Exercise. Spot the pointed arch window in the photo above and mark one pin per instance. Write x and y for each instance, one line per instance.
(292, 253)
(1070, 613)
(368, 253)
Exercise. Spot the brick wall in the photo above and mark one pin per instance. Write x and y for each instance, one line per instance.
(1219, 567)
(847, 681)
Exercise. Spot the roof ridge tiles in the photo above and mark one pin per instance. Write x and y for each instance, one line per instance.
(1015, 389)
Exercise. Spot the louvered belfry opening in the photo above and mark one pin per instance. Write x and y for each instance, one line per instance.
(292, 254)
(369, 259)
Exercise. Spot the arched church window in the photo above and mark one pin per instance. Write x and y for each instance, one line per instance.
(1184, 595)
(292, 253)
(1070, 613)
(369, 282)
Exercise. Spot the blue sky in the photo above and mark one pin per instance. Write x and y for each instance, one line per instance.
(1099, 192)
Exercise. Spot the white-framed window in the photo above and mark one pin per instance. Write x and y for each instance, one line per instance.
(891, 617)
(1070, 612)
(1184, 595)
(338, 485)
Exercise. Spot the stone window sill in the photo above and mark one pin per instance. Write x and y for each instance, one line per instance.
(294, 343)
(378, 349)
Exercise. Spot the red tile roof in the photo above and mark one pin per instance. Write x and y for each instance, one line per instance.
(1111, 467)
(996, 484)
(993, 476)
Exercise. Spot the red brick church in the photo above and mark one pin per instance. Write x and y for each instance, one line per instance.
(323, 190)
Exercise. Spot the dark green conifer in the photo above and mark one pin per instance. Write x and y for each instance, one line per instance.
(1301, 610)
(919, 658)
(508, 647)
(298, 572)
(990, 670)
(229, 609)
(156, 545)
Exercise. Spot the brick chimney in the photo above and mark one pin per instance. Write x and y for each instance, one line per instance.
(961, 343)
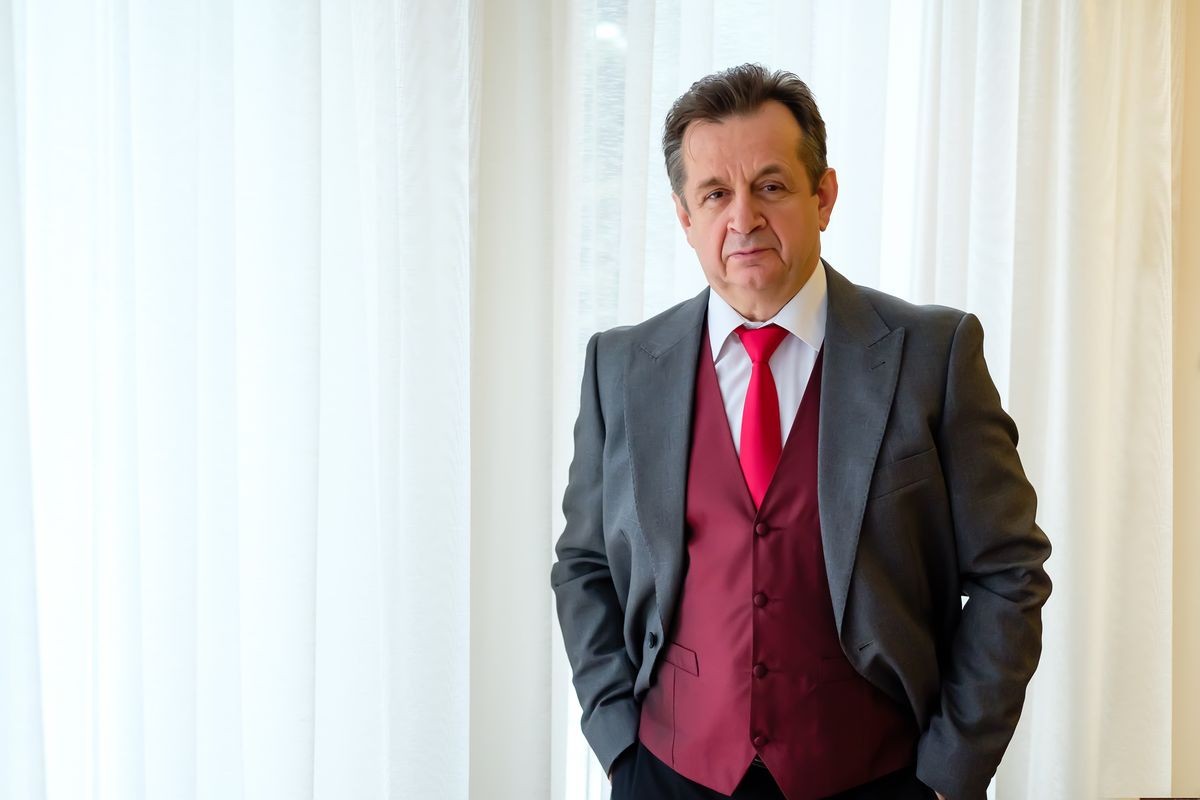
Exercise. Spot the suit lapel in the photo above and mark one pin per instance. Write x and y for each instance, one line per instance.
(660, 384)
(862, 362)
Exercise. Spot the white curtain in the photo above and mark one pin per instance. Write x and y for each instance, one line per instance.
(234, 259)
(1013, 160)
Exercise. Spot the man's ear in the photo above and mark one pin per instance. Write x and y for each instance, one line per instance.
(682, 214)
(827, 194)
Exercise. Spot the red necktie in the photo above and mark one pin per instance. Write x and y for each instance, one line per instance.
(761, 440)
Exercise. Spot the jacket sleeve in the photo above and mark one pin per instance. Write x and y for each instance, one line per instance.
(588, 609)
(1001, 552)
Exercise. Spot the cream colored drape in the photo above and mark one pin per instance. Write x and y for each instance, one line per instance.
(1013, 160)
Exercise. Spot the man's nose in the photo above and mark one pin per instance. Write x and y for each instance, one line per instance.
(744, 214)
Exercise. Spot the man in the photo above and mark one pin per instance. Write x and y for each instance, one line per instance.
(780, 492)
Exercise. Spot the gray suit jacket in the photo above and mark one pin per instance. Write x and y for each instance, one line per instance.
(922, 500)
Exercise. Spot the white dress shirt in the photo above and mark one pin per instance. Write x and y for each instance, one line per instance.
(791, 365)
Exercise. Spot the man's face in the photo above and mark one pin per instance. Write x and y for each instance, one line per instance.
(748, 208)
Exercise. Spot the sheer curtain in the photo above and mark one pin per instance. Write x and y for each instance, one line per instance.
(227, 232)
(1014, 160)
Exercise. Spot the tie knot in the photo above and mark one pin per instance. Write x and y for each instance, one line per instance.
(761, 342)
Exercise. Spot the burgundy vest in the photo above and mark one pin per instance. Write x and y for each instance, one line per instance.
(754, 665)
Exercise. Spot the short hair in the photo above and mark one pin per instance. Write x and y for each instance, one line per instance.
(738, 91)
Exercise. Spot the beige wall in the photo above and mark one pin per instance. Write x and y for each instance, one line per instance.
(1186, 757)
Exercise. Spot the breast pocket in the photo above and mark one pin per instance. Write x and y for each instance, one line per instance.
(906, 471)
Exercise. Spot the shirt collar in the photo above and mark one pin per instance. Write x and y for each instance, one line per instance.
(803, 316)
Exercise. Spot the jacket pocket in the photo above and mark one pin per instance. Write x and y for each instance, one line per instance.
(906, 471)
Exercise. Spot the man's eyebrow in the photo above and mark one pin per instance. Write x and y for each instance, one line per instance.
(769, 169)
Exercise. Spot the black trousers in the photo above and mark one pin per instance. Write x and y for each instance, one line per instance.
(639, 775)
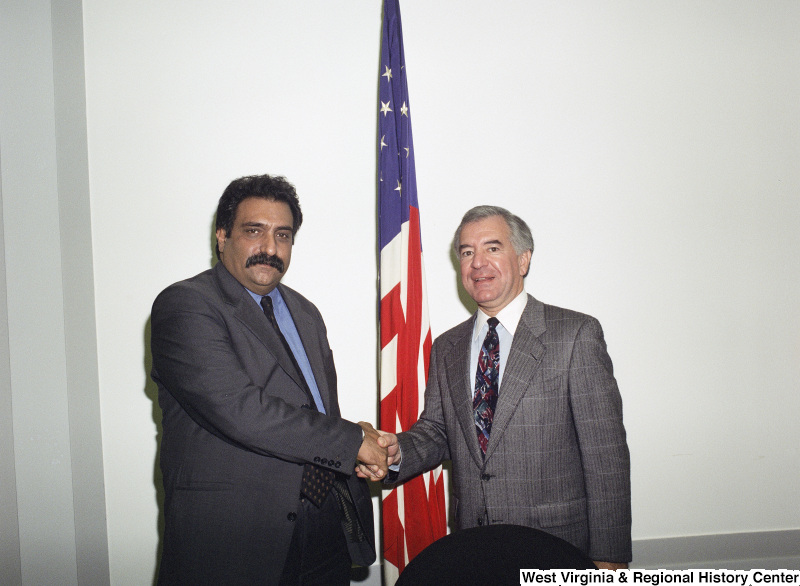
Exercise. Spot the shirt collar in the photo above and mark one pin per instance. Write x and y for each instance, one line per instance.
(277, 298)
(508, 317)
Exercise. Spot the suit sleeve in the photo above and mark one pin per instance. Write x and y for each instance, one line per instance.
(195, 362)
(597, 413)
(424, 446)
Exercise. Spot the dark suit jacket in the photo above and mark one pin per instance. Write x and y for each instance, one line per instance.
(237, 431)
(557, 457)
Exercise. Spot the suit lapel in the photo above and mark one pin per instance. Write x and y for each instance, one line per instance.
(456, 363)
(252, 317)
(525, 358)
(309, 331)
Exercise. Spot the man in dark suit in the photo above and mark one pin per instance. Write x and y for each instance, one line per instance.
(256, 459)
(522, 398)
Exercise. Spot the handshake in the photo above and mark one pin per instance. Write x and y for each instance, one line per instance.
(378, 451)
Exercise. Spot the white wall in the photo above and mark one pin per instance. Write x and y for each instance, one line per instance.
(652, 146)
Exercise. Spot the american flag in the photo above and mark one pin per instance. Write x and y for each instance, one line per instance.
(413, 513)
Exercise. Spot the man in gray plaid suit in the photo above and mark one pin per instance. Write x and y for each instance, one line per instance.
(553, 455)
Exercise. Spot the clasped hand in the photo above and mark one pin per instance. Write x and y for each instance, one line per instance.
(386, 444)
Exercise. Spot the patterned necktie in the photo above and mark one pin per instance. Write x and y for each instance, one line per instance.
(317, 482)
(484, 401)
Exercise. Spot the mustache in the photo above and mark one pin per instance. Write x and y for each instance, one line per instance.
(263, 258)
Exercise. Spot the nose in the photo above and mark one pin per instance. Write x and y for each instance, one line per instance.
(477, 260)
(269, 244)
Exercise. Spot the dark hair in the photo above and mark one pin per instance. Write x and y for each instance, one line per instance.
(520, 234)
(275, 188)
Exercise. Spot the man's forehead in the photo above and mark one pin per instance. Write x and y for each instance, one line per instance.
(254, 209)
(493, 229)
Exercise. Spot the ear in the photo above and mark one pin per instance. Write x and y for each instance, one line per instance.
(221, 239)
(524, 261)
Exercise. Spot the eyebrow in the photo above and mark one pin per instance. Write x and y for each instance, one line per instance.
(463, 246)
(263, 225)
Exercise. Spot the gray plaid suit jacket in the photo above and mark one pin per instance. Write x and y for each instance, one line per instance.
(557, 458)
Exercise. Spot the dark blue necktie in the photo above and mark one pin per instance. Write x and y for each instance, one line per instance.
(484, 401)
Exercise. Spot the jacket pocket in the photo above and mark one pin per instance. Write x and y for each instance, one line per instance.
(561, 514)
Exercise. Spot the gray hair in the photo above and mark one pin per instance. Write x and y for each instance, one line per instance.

____

Would you output the data above exactly as written, but with no images?

Exercise. Spot the pointed arch window in the photo above and mark one pin per instance. Write x and y for each instance, one line per instance.
(292, 253)
(1070, 613)
(368, 253)
Exercise. Spot the brick wall in the photo above and mark one pin per instance. Write x and y for each instance, one line per instance.
(1219, 567)
(847, 681)
Exercise. Spot the roof ridge tiles in the photo above and mark one pin per instance. Write x and y for each instance, one line per instance.
(1015, 389)
Exercise. Spot the louvered belfry opening in the photo above and mark one pin per instance. Write x and y for each instance, one line per instance.
(292, 254)
(369, 259)
Exercise. Spot the arched church window in the photo above and mark one pin per instance. Write x and y for each instance, one line per instance.
(1184, 595)
(292, 253)
(1070, 613)
(369, 282)
Exercise. Spot the blue sky in the photo above and mark one pin per instance. Write x and y for each instance, one line per instance.
(1099, 192)
Exercise. Spot the white-framed window in the photo above and mark one pin per instance. Write x and y for each instance, one line per instance.
(891, 617)
(1070, 612)
(1184, 595)
(338, 485)
Exercise. Spot the stone window sill in the photo above and mark one pin per instance. Write x and y for each instance, one line per instance.
(294, 343)
(378, 349)
Exercise. Spot the red tile roof in the photo above and mark one pin per instance. Write x and y for each instance, one line per instance.
(1111, 467)
(996, 484)
(993, 476)
Exercise. Spot the red brick church in the photo above and mark one pin per instance. Write x and y for each instance, one line per instance.
(323, 190)
Exercise. Spot the dark green conifer in the photo above and mark one pin per instance. Write x and y for each instance, one line per instance.
(1301, 610)
(919, 658)
(508, 647)
(298, 572)
(990, 670)
(229, 609)
(156, 545)
Exercise. Spot the brick chimney in the photo above and mark one pin per instance. Write x and y for each instance, one line per instance.
(961, 343)
Exercise. Spot the suit lapel in the photo above and mark one pin per instance. Write x and y for each instance, one line per instance.
(660, 384)
(862, 362)
Exercise. Spot the white curtain in the photo above and mark one pin per instance. Write x and y for each instance, one line per instance.
(234, 259)
(1013, 160)
Exercise. Spot the man's ear in the photo above and mark one pin per instance. Write x and y for each instance, one line per instance.
(682, 214)
(827, 194)
Exercise. Spot the red necktie in the photo above and mark one pin per instance. Write x and y for each instance, one line per instance.
(761, 440)
Exercise. Spot the jacket sleeve in the photo above and mark one pin per instance. Write x and y for each instance, one line per instance.
(588, 609)
(1001, 552)
Exercise. Spot the cream colored drape in the photo above and mark one pin per instance. Write x and y for each instance, one line per instance.
(1013, 160)
Exercise. Spot the man's nose in the photo above and mark one pin per instance. Write x and y for each instance, one line per instance.
(744, 214)
Exercise. Spot the man in the photo above and mark one pin per instance. Write x and y for each instance, one line per instance.
(780, 492)
Exercise. Spot the gray suit jacket in the photo above and mark one pin per instance. Write x and y for each instance, one line per instance.
(922, 500)
Exercise. Spot the white dress shirt in the photo above and mark one pin per instance. Write x and y for each instance, one line per instance.
(791, 365)
Exercise. Spot the man's face in the photo above and mark one pin per instance. Write x and y for each instance, one line per instance.
(748, 208)
Exercise. Spot the sheer curtain in the photo above and mark one pin per instance. Write x and y for each instance, one line per instance.
(227, 232)
(1014, 160)
Exercise. Spot the tie knot in the photo above and mark one pin per instance. Write x and y for each instance, one line per instance.
(761, 342)
Exercise. Spot the burgundy vest in the photo above and mark one pin per instance. Write x and y for each instance, one line per instance.
(754, 665)
Exercise. Spot the short hair in the photo above and mark one pin per instance. Write x and y for each instance, one line per instance.
(738, 91)
Exercise. Spot the beige wall in the photo above and mark one pin per instance. Write x and y for each instance, one line per instance.
(1186, 757)
Exercise. Spot the breast pocket in the photo above and mark one pin per instance. Write x and y for each instance, one line per instance.
(906, 471)
Exercise. Spot the shirt collar in the photo above and mark one pin per instance. Write x and y for each instance, one line per instance.
(803, 316)
Exercise. Spot the jacket pocket in the photo above and mark one pin per instance. Write x and y for each instance, one line per instance.
(906, 471)
Exercise. Spot the man's eyebrow in the photo above and mark one pin per instance. Write x and y for each instance, one line per instance.
(769, 169)
Exercise. Spot the black trousers in the photo above and mark one pin per instance. Write x and y for each instance, one line per instance.
(639, 775)
Exercise. Spot the shirt collar in the photo above and mark one pin per instance. Write x and y for each instance, one line per instance.
(277, 298)
(508, 317)
Exercise. Spot the suit sleeve in the photo above and mark one pin per instance. Write x and y for each instance, one line per instance.
(195, 362)
(597, 413)
(424, 446)
Exercise. Spot the dark suit jacket in the photo above and mark one pin per instance. Write x and y for each instance, one line per instance.
(237, 431)
(557, 457)
Exercise. Spot the suit lapel in the photo above and mark one pin per instance. Write x and y for each instance, one line per instance.
(456, 363)
(252, 317)
(525, 358)
(309, 331)
Exercise. Spot the man in dark suit in the photo above and mark one pin per instance. Write x and y for each instance, one line per instance.
(256, 459)
(522, 398)
Exercise. Spot the handshake in the photo above and mark one pin per instance. Write x and y for each instance, one line per instance.
(378, 451)
Exercise. Spot the white wall in the photo above and mark one pin per instance. Write x and y for each instance, one line per instance.
(652, 146)
Exercise. Spot the american flag in the photo above and mark one pin per instance. Write x and y for each instance, one line per instance.
(413, 513)
Exercise. Spot the man in gray plaid suit in the photo above and mark one pin per instance. Write x and y for each instance, one line per instance.
(553, 455)
Exercise. Spot the clasped hand in the photo above and mark one pin per instance. Write x and y for each instance, one line per instance.
(386, 444)
Exercise. Spot the patterned necktie in the photo above and mark one pin per instance. Write x and y for each instance, one line per instance.
(317, 482)
(484, 401)
Exercise. Spot the mustache in the photo above and mark one pin per instance. Write x and y for each instance, one line per instance.
(263, 258)
Exercise. Spot the nose in the photo above and mark one pin per instance. Write x and y for each instance, one line per instance.
(477, 260)
(269, 244)
Exercise. Spot the dark hair in the photo above and mark one pin per instance. Write x and y for each instance, one line per instance.
(520, 234)
(275, 188)
Exercise. Spot the man's forehead in the photo above and mark one pin per instance. Write x and y for each instance, one line per instance.
(254, 209)
(493, 229)
Exercise. Spot the ear in the photo above and mark one pin per instance. Write x and y for each instance, one line per instance.
(221, 239)
(524, 261)
Exercise. Spot the eyebrow in the photo above and mark one pin per instance. Write x and y for each instance, one line per instance.
(463, 246)
(263, 225)
Exercise. Spot the gray plaid suit jacket in the photo above and mark one pin per instance. Write x and y for each instance, one line per instance.
(557, 458)
Exercise. Spot the dark blue necktie in the photo above and mark one pin per instance. Write x and y for each instance, one line per instance.
(484, 401)
Exercise. Spot the jacket pocket in the photo above and mark one pin per instance. Write x and y for each instance, one line per instance.
(561, 514)
Exercise. Spot the gray hair in the photo above and mark one pin per instance. Write x and y for each instance, one line per instance.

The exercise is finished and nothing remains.